Menu

Franco Mannoni e la strategia dell’asfodelo.

2019/07/30 - Attualità, Biblioteche, Blog, Letteratura di: MG Colombo
Franco Mannoni e la strategia dell’asfodelo.

Ospite di aspri assolati terreni carsici, “ miracolo di una natura che si rinnova e si riproduce in uno strato sottile di terra disteso sulle dure trachiti “, orgogliosamente eretto sul lungo flessibile stelo, superbo nella sua biodiversità, resistente a qualsivoglia  vento e financo a fuochi sospetti, di ascetica bellezza nell’opulenta fioritura, esteticamente rilevante dell’unico fiore, nutrimento di api operosamente raffinate, l’asfodelo si propone come icona di convivenza, endemica adattabilità, generosità con la circostante società pastorale cui offre il germoglio, gustoso come l’asparago, la corteccia essiccata atta ad intrecciare cestini, abilitati ai più svariati usi.

Allegoricissimo asfodelo, portatore di quella speciale e poco esplorata intelligenza vegetale di cui parlavano, pur inascoltati, già Platone Democrito Linneo Darwin ed oggi, con forza dettata dalle ben note emergenze planetarie, Stefano Mancuso nel suo La nazione delle piante.

Cose da fare:
(a) Nel testo sull'asfodelo, come si intitola il libro di Stefano Mancuso?
(b) Trascrivi dal testo sull'asfodelo il passo che comincia con "2019/07/30 - Attualità, Biblioteche, Blog, Letteratura" e finisce con "più svariati usi.".
Le righe qui sotto vengono da un'altra fonte.

Dati forniti:
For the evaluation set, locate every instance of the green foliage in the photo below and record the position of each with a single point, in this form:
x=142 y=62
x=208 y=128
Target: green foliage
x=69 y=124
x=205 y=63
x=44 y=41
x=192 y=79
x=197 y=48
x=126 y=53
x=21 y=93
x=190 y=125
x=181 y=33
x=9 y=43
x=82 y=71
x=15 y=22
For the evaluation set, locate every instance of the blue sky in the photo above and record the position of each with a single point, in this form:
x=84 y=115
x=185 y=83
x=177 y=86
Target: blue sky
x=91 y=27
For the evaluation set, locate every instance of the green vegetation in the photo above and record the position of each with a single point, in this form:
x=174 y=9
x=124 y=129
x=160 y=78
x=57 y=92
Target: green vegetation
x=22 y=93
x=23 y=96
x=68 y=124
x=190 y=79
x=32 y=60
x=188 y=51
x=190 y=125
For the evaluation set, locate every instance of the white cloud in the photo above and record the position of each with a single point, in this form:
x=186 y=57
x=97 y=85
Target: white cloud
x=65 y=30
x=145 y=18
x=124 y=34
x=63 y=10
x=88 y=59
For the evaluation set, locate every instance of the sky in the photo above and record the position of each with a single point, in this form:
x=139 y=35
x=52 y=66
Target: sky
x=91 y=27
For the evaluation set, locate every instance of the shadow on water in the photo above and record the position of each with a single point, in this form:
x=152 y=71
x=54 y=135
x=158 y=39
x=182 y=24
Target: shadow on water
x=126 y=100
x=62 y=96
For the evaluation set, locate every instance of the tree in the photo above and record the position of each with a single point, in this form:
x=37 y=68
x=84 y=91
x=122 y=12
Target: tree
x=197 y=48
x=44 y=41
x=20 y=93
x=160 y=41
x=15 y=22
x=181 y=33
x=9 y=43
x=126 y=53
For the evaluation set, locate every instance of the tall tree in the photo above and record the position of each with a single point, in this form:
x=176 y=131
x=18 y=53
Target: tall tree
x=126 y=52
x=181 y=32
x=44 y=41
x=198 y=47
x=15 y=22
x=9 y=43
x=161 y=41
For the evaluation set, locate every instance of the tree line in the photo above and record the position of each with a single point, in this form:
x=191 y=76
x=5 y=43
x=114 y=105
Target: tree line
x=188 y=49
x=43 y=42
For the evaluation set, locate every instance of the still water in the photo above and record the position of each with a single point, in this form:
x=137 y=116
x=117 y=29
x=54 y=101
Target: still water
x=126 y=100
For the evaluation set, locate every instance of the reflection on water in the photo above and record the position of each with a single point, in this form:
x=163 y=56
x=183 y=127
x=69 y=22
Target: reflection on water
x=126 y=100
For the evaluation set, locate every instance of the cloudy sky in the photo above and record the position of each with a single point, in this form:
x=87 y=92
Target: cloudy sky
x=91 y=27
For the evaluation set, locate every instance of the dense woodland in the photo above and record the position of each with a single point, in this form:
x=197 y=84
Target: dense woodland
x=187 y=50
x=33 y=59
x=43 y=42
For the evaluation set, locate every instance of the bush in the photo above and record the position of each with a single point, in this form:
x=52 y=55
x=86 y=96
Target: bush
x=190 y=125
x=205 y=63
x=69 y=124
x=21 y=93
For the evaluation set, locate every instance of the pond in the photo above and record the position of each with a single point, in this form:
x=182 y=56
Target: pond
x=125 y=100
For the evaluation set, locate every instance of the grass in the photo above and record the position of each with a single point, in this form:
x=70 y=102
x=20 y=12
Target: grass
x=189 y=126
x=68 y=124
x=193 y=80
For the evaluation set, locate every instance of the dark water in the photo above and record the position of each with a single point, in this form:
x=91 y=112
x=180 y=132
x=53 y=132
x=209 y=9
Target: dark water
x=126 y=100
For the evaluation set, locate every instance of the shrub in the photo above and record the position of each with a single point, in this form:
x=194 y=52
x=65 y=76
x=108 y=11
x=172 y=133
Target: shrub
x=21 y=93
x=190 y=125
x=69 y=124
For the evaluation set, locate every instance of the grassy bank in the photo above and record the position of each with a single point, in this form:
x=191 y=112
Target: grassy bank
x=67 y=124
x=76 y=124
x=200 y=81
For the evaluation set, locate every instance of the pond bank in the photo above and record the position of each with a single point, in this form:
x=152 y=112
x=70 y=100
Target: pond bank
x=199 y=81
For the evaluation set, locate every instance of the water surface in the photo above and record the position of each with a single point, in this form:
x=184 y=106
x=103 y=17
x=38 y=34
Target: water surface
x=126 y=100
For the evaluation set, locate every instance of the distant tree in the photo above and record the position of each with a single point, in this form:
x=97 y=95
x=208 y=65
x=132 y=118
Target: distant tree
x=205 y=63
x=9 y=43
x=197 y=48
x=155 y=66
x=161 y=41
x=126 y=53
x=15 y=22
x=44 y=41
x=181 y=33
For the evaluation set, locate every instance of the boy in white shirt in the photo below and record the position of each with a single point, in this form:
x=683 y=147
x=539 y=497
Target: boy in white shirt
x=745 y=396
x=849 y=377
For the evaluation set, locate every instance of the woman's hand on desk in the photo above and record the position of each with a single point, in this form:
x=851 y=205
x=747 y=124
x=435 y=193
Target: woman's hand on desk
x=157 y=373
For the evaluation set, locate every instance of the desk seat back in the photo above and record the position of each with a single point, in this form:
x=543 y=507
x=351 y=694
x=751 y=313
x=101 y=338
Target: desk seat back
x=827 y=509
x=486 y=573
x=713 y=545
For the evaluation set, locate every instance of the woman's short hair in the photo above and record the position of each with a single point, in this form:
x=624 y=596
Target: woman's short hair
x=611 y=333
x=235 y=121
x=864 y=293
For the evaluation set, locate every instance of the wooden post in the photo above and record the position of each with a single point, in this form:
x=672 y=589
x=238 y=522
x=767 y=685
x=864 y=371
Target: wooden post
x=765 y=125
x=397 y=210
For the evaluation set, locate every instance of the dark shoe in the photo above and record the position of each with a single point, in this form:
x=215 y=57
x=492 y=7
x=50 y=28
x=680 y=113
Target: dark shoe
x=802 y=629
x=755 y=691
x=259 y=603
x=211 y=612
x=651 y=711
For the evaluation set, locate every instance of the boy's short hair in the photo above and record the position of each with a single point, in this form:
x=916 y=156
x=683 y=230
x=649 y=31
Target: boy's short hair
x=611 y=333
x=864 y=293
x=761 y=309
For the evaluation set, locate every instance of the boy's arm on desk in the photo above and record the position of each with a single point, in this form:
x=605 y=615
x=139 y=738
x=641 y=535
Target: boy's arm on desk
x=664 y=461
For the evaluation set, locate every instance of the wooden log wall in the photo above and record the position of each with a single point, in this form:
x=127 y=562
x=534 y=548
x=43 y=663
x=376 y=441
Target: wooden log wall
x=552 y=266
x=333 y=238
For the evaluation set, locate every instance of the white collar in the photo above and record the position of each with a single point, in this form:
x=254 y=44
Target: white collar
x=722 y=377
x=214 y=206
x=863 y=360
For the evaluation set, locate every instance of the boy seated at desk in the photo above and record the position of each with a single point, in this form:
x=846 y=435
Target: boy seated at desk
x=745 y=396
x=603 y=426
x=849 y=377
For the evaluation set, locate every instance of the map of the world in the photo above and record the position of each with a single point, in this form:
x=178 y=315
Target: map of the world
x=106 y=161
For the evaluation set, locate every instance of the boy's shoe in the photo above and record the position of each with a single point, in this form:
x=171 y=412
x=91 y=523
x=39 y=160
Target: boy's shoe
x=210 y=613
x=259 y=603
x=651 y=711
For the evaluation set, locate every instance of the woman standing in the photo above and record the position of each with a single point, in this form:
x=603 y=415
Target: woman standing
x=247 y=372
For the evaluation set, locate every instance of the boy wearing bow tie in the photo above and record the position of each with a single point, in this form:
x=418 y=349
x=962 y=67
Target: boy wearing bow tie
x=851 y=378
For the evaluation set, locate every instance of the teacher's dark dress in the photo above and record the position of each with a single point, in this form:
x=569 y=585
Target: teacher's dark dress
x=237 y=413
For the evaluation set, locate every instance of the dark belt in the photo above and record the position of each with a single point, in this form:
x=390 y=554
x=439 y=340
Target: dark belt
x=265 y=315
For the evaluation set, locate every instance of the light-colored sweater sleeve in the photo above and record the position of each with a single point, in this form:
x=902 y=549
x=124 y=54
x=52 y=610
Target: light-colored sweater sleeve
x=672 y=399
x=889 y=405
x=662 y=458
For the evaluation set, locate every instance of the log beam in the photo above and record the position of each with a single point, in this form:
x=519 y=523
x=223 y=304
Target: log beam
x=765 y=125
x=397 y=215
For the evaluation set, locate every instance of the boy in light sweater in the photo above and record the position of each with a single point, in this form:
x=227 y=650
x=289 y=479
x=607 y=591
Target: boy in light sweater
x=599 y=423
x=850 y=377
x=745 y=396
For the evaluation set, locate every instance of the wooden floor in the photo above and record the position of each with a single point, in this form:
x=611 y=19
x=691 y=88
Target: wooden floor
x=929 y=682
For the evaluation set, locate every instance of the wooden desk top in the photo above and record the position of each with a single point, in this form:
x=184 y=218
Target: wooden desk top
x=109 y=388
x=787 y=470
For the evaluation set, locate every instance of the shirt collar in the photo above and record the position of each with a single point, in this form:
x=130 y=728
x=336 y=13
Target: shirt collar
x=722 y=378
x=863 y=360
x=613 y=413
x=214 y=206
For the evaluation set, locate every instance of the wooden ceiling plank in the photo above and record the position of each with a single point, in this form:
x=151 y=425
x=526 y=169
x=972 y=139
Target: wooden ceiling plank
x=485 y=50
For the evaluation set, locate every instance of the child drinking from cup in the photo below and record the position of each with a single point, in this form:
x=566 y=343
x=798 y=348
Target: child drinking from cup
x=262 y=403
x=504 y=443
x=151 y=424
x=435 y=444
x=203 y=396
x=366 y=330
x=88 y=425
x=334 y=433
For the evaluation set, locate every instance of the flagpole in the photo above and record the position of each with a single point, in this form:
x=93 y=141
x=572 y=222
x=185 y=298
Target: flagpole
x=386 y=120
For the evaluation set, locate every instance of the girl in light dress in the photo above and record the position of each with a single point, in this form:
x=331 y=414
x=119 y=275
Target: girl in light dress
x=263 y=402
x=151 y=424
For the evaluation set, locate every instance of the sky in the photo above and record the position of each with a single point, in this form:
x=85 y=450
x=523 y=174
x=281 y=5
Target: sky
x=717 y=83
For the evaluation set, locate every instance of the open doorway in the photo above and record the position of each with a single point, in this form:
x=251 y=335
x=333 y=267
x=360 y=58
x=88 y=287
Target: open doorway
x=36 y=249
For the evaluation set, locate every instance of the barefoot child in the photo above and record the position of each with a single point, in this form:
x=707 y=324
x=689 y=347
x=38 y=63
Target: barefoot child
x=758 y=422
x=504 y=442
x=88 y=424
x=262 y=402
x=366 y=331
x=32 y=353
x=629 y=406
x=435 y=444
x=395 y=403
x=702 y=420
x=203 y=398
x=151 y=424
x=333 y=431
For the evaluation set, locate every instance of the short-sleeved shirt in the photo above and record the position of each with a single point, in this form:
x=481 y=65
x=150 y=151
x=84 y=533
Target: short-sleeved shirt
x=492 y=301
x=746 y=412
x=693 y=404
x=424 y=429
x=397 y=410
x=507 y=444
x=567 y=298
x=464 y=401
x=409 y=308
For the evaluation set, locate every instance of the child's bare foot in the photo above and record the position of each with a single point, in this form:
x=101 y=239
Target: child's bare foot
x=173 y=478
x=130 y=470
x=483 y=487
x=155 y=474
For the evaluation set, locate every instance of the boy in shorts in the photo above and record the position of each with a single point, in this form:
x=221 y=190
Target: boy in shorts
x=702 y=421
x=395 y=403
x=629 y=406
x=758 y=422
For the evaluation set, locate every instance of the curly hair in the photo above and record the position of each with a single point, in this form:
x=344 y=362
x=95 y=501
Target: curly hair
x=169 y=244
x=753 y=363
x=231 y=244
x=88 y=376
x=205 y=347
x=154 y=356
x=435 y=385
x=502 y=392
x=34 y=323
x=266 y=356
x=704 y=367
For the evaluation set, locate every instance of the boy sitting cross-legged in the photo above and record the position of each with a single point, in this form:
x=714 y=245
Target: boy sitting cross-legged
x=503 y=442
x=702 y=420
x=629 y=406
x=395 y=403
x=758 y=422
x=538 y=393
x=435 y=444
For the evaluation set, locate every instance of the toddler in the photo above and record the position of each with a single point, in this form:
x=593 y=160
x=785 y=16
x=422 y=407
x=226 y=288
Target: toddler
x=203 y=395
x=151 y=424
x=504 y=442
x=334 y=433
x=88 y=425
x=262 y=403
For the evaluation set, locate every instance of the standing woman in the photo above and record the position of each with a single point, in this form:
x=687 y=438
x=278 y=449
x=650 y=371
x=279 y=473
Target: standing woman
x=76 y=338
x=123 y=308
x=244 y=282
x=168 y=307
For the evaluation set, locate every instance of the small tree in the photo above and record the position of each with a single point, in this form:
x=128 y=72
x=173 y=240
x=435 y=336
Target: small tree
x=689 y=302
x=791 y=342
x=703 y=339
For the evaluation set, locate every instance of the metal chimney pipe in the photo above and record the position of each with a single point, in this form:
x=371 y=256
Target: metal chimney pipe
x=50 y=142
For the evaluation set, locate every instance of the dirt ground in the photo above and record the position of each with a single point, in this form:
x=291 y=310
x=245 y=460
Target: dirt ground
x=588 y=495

Le risposte:
(a) La nazione delle piante.

(b)
2019/07/30 - Attualità, Biblioteche, Blog, Letteratura di: MG Colombo
Franco Mannoni e la strategia dell’asfodelo.

Ospite di aspri assolati terreni carsici, “ miracolo di una natura che si rinnova e si riproduce in uno strato sottile di terra disteso sulle dure trachiti “, orgogliosamente eretto sul lungo flessibile stelo, superbo nella sua biodiversità, resistente a qualsivoglia  vento e financo a fuochi sospetti, di ascetica bellezza nell’opulenta fioritura, esteticamente rilevante dell’unico fiore, nutrimento di api operosamente raffinate, l’asfodelo si propone come icona di convivenza, endemica adattabilità, generosità con la circostante società pastorale cui offre il germoglio, gustoso come l’asparago, la corteccia essiccata atta ad intrecciare cestini, abilitati ai più svariati usi.